#### MATERIAL SHOWN ####

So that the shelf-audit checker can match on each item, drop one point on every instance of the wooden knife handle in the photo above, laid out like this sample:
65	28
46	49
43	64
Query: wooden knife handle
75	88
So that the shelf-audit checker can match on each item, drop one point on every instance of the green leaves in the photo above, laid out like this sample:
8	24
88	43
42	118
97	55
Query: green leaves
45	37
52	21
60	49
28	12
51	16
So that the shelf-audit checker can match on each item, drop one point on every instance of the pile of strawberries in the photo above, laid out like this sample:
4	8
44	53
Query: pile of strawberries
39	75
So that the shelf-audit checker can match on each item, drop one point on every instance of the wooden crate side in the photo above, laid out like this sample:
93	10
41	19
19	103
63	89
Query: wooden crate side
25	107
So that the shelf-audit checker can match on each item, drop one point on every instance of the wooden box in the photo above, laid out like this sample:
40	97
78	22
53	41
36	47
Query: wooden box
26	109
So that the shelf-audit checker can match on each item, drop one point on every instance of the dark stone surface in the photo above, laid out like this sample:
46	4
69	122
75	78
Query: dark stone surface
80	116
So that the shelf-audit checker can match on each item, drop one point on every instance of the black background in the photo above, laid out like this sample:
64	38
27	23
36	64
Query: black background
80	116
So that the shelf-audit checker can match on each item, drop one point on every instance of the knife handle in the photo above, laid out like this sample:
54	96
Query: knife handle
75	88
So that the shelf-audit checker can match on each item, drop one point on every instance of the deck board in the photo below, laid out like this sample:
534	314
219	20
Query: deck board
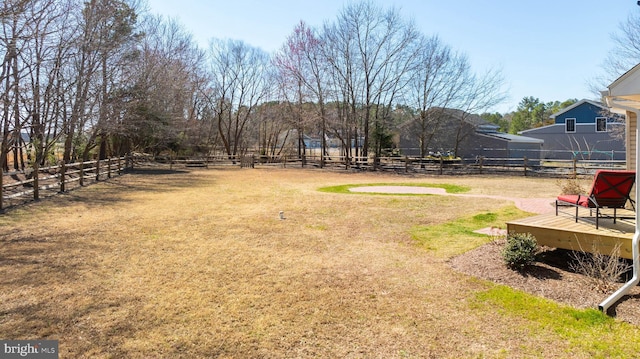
562	231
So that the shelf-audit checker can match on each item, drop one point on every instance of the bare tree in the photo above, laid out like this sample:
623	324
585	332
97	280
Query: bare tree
239	84
165	96
367	48
478	93
437	82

####

SET EXERCISE
Express every line of the listing above as a Markdown table with the columns Row and Line, numbering the rows and skipping blank lines. Leave the pictures out.

EXERCISE RESPONSE
| Row | Line |
|---|---|
| 1 | So that the shelf-audit checker can match on each item, drop one point on every instance of the wooden knife handle in the photo above, laid out like this sample: |
| 2 | 65	28 |
| 3 | 46	49 |
| 4 | 43	64 |
| 5 | Query: wooden knife handle |
| 6 | 75	88 |
| 7 | So that the shelf-audit checker can match on each item, drop one point on every instance of the green leaves in the photo above, laid out like this sample: |
| 8 | 8	24 |
| 9 | 88	43 |
| 10 | 42	118 |
| 11 | 97	55 |
| 12 | Query: green leaves |
| 13 | 45	37 |
| 14 | 52	21 |
| 15 | 60	49 |
| 16 | 28	12 |
| 17 | 51	16 |
| 18 | So that the shelf-audit checker can match on each item, drop one point on every instance of the pile of strawberries in the photo above, laid out like this sample: |
| 19 | 4	8 |
| 20 | 44	53 |
| 21 | Query: pile of strawberries |
| 22 | 39	75 |
| 23 | So that the shelf-audit checker can match on each item, drop one point on every instance of the wooden crate side in the photo above, laid out like this sample: |
| 24 | 93	10 |
| 25 | 41	19 |
| 26 | 19	103 |
| 27 | 63	89 |
| 28 | Query: wooden crate side |
| 29 | 25	107 |
| 30 | So that the shelf-audit checker can match on each item, drop one point on every instance of the wooden box in the photo above, laid out like this sample: |
| 31 | 40	97 |
| 32 | 78	22 |
| 33 | 53	41 |
| 34 | 36	47 |
| 35 | Query: wooden box |
| 36 | 26	109 |
| 37 | So that the shelf-audit checker can match on each item, drop one point on every instance of the dark stone surface in the photo above, laid out like this sample: |
| 38 | 46	4 |
| 39 | 69	122 |
| 40 | 75	78 |
| 41 | Query: dark stone surface |
| 42 | 80	116 |
| 43 | So that the shelf-audit checker can match on each item, drop one point on every instance of the black background in the photo above, laid out like this sample: |
| 44 | 64	38 |
| 45 | 27	23 |
| 46 | 36	64 |
| 47 | Query: black background |
| 48 | 80	116 |
| 49 | So that the shelf-audit checker can match on each item, drop one point on every instance of the knife handle in the photo above, laid out like this sample: |
| 50 | 54	96 |
| 51 | Query: knife handle |
| 52 | 75	88 |
| 53 | So that the shelf-audit checker can match on each item, drop one point on every instance of the deck board in the photo below, laid out like this sample: |
| 54 | 534	314 |
| 55 | 219	20 |
| 56 | Query: deck board |
| 57 | 562	231 |
| 58 | So that the shelf-audit checker can match on each item, drop one point on every instance of the bare tree in the photo above, laid out like this sample: |
| 59 | 623	324 |
| 60 | 585	332 |
| 61 | 97	280 |
| 62 | Query: bare tree |
| 63 | 239	84 |
| 64 | 165	96 |
| 65 | 367	48 |
| 66 | 478	93 |
| 67 | 437	82 |